Given the overview of normal aging and its similarities to the common disorders sustained after a TBI, it can be reasonable to expect the same course of change in all areas of independence that’s observed in the neurotypical level of the elderly population. If so, effective measures are key components of any response to the potentially overwhelming problem of aging and aging with brain injury with a focus on prevention and neurocognitive function preservation as goals to already existing or planned efforts are appropriate and necessary.
It is recognized that the potential protective roles of psychosocial factors (e.g., higher education, regular exercise, healthy diet, intellectually challenging leisure activities, and an active socially integrated lifestyle) in the pathogenic process and clinical manifestation of aging and brain injury. With a growing number of elder adults living independently, it’s increasingly important to make sure that they’re safe at home. Falls, burns, and poisonings are among the most common accidents involving older people. The following are suggested prevention techniques to keep the environment safe:
- Keep emergency numbers handy (911, poison control, family member, healthcare provider contact information)

_PROBLEM 1_
Give the stretch of the passage on aging and brain injury from "It is recognized" through "provider contact information)" again, switching "regular exercise" to "daily physical activity".
_PROBLEM 2_
List every psychosocial factor that the passage on aging and brain injury names as potentially protective.

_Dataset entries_
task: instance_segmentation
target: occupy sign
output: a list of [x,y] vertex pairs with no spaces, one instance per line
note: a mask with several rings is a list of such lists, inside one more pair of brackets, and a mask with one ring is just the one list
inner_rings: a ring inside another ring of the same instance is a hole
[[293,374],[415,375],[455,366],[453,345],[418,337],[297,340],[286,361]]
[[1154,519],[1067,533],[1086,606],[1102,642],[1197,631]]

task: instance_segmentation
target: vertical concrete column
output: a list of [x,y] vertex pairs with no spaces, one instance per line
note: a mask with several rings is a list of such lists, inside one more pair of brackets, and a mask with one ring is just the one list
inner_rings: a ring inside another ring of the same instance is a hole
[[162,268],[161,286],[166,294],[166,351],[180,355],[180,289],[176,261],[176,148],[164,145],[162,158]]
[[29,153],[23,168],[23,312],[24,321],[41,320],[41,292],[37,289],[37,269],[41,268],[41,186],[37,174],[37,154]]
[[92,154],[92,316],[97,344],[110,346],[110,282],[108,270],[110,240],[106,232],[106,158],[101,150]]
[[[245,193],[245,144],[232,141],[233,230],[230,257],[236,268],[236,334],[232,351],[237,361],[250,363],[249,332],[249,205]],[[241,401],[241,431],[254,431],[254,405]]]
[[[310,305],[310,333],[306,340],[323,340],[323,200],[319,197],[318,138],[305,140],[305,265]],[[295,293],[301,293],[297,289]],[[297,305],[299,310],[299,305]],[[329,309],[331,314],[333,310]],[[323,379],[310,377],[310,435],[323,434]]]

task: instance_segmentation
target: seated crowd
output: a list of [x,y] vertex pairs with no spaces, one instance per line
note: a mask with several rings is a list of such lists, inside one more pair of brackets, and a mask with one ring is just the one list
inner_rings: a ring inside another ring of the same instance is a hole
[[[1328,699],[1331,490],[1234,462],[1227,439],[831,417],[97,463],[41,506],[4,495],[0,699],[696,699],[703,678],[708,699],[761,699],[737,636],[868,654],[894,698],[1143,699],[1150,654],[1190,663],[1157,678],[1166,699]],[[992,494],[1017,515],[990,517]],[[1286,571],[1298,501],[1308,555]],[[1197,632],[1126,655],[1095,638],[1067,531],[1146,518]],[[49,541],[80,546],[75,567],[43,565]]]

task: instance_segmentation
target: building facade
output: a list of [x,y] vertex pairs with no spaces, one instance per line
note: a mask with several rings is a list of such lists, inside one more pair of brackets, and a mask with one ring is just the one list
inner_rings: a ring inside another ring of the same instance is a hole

_EXERCISE RESPONSE 1_
It is recognized that the potential protective roles of psychosocial factors (e.g., higher education, daily physical activity, healthy diet, intellectually challenging leisure activities, and an active socially integrated lifestyle) in the pathogenic process and clinical manifestation of aging and brain injury. With a growing number of elder adults living independently, it’s increasingly important to make sure that they’re safe at home. Falls, burns, and poisonings are among the most common accidents involving older people. The following are suggested prevention techniques to keep the environment safe:
- Keep emergency numbers handy (911, poison control, family member, healthcare provider contact information)

_EXERCISE RESPONSE 2_
- Higher education
- Regular exercise
- Healthy diet
- Intellectually challenging leisure activities
- An active socially integrated lifestyle